# PROMPT:
Scale the items starting at the line that contains "For the benchmark, mark every instance of the striped shirt" and ending at the line that contains "[[614, 123], [120, 62]]", reproducing those lines in full with the requests unchanged. Multiply every coordinate in the answers by 2.6 and round each result to a whole number, rounding halves up.

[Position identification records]
%%

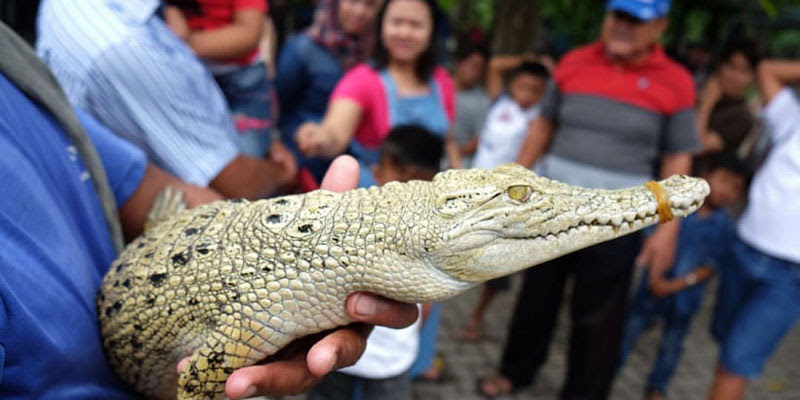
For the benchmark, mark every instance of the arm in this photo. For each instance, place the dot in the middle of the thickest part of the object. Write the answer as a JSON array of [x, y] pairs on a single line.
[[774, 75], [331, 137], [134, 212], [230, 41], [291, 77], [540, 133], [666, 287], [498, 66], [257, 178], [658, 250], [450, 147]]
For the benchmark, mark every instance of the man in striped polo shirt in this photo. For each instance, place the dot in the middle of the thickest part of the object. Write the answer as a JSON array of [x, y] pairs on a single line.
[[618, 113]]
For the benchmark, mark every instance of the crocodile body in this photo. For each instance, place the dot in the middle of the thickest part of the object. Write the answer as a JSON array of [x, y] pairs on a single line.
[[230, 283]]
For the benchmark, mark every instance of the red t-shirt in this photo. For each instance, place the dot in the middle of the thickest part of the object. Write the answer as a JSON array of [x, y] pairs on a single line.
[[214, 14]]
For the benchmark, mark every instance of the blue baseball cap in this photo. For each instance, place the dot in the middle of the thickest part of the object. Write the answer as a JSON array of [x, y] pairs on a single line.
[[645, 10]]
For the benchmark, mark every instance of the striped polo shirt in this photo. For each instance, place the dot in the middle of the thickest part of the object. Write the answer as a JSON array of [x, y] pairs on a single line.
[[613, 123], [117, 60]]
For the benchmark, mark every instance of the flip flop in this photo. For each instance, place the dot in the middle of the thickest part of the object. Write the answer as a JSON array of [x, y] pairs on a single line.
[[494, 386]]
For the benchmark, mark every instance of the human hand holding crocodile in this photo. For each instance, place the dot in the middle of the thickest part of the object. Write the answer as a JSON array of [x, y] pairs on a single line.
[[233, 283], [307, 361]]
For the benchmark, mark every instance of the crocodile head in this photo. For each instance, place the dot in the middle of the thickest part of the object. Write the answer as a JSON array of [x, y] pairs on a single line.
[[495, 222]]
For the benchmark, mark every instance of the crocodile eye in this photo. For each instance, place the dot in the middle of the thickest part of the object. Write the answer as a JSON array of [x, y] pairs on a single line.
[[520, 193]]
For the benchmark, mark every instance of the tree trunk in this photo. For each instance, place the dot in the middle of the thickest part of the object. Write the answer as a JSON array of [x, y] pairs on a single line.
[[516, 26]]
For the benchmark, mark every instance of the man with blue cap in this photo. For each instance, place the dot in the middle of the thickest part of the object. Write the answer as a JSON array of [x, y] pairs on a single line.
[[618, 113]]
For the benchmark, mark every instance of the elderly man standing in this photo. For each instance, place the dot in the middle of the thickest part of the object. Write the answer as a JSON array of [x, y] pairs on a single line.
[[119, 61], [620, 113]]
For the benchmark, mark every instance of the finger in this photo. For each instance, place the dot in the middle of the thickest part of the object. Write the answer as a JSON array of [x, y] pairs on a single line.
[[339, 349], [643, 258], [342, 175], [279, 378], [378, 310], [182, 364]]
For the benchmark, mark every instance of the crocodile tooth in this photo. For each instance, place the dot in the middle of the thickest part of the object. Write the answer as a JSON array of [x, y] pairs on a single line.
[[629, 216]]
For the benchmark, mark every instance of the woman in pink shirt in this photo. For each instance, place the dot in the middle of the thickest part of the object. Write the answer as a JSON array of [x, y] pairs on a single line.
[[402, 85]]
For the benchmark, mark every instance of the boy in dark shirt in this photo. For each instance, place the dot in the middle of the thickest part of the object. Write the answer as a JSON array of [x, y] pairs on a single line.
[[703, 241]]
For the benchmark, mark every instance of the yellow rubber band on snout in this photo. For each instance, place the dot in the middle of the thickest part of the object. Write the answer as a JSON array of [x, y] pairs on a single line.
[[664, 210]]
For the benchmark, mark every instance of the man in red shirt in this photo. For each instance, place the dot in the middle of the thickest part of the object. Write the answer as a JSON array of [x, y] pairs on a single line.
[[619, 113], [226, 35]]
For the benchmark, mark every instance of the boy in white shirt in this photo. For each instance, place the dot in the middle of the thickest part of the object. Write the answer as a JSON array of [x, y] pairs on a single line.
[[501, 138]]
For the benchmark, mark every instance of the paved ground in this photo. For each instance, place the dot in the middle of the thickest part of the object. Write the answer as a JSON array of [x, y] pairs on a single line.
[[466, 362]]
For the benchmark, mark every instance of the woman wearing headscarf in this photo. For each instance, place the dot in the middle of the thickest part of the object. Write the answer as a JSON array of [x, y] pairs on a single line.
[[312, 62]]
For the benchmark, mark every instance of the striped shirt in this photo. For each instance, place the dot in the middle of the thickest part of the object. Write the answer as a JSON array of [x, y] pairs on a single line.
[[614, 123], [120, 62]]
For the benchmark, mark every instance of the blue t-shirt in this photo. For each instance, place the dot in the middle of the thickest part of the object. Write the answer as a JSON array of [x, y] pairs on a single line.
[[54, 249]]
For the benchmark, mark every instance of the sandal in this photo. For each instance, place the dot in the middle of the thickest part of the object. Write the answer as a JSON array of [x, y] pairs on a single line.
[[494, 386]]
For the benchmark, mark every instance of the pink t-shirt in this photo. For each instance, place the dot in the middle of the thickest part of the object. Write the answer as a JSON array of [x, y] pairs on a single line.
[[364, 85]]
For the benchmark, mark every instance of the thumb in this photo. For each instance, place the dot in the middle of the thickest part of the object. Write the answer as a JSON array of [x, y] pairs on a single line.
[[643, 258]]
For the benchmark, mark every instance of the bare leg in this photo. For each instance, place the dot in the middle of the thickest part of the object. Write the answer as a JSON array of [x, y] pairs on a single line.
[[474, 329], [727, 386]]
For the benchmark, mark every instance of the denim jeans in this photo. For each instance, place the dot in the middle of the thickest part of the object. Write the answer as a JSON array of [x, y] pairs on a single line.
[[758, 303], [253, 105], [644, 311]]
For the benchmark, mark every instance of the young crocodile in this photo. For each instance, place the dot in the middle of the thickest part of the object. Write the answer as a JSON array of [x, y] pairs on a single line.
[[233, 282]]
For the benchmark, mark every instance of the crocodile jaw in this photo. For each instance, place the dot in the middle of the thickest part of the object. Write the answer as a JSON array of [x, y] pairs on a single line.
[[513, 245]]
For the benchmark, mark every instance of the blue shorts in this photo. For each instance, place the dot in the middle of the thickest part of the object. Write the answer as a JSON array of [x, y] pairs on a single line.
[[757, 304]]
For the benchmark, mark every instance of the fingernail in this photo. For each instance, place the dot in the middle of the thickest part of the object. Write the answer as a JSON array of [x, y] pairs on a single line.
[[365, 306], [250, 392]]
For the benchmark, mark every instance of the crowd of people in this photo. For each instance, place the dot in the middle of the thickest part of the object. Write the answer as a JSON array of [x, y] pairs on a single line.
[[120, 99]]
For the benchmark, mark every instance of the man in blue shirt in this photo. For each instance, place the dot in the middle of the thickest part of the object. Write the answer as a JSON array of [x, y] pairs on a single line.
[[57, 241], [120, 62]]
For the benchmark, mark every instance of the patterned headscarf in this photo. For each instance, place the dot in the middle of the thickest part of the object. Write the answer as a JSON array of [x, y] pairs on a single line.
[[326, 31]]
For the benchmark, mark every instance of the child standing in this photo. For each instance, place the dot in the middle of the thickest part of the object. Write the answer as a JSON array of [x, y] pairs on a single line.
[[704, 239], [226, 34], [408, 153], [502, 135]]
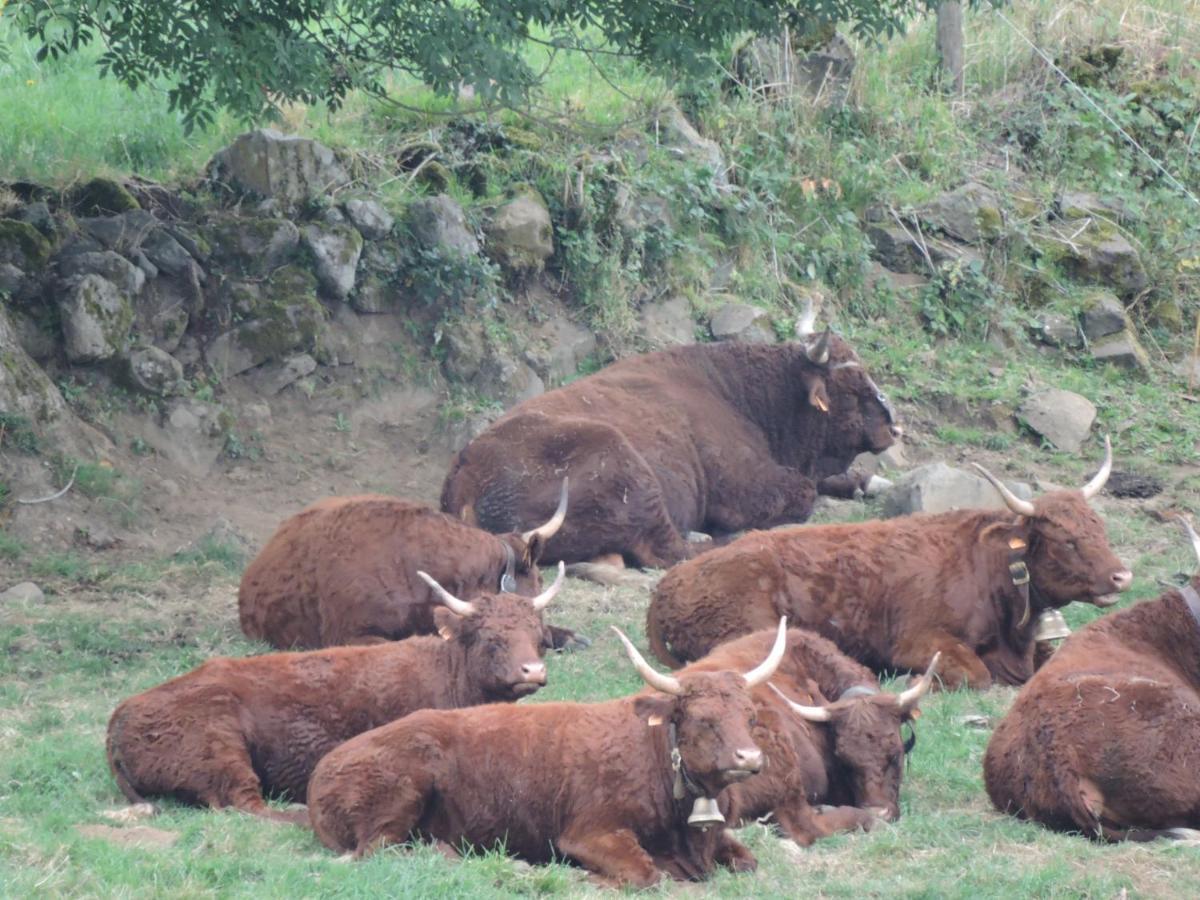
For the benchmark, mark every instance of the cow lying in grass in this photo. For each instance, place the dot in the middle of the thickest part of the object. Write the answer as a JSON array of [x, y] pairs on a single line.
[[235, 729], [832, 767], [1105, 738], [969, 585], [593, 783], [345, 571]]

%%

# SOLUTION TO THIS TASK:
For the benchmark, mark every instance of the striped shirt in this photo. For each instance, place the dot in the middle of the thickest part of the object. Write the answer as a JSON array of [x, y] pairs on a single line.
[[1596, 320], [312, 161]]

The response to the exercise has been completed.